- Stated exercise -
Select every line in the records that contains the string "shorts", and copy each one. Case counts, so only lines whose letters match it in case belong.

== Record set ==

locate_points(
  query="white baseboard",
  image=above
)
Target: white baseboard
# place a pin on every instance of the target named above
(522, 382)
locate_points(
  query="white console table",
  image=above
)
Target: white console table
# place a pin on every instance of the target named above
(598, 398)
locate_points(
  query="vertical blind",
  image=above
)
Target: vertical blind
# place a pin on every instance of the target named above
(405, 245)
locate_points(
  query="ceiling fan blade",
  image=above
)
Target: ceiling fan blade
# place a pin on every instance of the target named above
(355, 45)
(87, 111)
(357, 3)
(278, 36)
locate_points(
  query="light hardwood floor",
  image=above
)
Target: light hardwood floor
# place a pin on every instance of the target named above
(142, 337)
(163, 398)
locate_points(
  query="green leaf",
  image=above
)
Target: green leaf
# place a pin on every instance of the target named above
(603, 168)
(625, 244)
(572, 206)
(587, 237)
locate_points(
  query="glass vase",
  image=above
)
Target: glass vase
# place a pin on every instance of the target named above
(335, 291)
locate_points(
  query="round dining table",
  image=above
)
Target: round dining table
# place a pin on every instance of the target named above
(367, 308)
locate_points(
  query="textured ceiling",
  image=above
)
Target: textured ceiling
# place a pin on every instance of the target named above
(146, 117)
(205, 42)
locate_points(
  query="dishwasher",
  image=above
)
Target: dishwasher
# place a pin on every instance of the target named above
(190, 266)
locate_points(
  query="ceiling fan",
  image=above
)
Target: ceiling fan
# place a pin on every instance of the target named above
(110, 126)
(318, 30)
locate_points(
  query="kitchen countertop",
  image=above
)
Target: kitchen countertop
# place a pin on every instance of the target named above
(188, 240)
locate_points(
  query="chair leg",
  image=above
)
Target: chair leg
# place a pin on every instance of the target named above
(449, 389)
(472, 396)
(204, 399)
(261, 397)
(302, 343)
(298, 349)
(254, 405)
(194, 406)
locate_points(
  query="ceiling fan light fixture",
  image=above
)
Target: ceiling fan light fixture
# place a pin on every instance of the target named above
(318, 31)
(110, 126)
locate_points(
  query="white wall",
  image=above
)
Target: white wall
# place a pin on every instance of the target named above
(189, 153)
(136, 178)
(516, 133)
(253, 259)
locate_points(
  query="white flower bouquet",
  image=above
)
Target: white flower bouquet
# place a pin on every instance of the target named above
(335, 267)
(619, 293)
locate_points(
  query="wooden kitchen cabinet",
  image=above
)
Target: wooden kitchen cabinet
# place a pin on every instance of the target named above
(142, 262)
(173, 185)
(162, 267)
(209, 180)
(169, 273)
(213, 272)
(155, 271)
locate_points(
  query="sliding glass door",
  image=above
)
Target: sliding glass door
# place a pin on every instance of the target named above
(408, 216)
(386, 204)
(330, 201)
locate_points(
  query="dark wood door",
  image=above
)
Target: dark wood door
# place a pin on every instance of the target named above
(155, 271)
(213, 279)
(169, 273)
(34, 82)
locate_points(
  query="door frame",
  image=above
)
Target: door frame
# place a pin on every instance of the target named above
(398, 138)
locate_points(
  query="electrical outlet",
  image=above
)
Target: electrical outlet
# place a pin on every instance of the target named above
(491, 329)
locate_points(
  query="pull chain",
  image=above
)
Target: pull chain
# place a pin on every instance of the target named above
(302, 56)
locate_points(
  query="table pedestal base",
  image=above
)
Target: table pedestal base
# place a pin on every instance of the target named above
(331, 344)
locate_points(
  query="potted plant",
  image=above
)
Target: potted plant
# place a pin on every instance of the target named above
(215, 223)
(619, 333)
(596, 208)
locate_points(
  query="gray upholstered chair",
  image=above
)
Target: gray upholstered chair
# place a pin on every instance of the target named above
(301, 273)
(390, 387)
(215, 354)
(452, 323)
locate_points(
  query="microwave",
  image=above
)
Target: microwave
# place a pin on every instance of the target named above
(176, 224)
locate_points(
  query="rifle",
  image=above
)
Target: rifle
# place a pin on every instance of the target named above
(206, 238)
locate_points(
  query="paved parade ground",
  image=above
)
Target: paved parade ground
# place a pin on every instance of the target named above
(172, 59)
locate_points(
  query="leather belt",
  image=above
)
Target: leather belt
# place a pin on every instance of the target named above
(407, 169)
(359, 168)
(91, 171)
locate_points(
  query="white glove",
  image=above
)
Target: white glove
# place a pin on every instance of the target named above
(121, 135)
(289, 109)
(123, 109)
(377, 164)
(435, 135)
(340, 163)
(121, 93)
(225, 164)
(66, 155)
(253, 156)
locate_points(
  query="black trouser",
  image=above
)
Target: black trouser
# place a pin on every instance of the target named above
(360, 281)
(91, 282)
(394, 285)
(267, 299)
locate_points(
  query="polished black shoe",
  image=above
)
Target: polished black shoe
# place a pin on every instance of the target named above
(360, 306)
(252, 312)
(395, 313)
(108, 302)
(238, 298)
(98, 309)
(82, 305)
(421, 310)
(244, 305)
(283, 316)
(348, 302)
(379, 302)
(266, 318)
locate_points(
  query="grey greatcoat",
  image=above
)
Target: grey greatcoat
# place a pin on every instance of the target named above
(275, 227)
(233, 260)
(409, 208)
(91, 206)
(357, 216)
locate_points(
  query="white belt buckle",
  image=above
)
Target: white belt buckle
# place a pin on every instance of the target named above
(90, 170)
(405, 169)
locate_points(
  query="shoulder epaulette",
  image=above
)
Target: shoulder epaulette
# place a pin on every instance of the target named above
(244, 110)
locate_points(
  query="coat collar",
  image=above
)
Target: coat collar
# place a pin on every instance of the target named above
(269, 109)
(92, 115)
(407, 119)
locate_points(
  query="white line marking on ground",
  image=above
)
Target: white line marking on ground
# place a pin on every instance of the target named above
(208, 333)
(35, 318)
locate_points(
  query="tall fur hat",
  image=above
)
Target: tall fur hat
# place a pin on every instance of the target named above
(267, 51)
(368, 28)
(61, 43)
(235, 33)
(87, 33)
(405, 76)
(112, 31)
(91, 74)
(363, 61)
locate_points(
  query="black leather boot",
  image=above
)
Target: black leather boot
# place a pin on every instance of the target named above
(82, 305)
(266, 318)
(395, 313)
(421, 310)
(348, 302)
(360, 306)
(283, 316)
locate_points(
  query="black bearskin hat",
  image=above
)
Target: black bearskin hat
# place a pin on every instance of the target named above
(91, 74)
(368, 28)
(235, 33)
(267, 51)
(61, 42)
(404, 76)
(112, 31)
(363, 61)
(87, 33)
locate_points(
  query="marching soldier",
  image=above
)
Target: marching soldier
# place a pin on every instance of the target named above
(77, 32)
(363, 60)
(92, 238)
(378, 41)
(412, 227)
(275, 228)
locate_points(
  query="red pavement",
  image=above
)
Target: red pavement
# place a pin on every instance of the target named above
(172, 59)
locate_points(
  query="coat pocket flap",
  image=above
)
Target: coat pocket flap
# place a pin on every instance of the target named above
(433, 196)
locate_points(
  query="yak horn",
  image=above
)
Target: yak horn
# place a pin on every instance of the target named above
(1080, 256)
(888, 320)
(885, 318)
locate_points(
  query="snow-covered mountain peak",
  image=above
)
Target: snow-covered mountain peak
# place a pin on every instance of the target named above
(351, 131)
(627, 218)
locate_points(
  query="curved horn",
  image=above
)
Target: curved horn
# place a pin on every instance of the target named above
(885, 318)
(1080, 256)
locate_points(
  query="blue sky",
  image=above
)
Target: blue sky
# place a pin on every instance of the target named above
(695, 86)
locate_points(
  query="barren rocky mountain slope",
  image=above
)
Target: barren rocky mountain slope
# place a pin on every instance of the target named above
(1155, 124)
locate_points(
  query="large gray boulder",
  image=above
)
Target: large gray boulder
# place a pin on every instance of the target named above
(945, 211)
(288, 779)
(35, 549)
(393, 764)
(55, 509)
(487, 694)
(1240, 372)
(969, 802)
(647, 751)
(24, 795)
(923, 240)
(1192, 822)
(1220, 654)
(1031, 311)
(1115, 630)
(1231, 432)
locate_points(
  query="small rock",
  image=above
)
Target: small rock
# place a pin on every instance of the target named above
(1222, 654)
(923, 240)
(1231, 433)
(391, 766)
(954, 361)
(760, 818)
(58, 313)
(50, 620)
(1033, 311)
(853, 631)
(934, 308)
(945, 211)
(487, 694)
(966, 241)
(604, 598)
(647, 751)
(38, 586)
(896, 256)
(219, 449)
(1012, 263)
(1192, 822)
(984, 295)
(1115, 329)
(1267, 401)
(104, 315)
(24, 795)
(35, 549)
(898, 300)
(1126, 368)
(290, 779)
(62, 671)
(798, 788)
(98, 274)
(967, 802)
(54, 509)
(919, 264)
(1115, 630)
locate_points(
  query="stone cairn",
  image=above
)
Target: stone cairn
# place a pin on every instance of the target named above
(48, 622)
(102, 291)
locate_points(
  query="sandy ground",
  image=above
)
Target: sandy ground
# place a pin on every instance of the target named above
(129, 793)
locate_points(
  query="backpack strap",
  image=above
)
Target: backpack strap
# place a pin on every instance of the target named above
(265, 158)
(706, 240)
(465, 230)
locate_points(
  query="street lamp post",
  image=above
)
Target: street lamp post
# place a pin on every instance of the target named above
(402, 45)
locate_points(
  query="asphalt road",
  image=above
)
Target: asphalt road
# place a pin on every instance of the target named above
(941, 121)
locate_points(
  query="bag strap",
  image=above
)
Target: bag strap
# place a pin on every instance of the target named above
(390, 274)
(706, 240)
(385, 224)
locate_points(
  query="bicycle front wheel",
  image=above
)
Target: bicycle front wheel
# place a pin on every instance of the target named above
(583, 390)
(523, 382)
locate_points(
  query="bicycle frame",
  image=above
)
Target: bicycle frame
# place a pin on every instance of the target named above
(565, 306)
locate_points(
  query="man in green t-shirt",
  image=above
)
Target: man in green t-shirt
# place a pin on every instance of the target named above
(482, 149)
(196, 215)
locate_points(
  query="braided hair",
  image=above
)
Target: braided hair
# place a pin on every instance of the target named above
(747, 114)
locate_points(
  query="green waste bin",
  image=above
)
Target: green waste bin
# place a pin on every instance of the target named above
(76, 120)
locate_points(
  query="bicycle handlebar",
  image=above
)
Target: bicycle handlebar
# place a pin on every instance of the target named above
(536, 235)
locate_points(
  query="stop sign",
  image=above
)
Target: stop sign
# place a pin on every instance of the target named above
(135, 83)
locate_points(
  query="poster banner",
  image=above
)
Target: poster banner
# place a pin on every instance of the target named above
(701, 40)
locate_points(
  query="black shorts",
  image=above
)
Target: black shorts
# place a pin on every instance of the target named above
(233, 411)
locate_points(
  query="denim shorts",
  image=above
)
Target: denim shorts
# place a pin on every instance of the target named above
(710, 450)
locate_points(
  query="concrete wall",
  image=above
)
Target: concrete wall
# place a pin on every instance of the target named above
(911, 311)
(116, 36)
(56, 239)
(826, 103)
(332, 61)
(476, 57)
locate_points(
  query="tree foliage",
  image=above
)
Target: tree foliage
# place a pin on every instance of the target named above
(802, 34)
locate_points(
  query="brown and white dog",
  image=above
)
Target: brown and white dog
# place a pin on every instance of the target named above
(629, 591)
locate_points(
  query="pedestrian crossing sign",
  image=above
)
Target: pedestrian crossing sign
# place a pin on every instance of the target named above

===

- Correct answer -
  query="black shorts",
Target: black shorts
  query="denim shorts",
Target: denim shorts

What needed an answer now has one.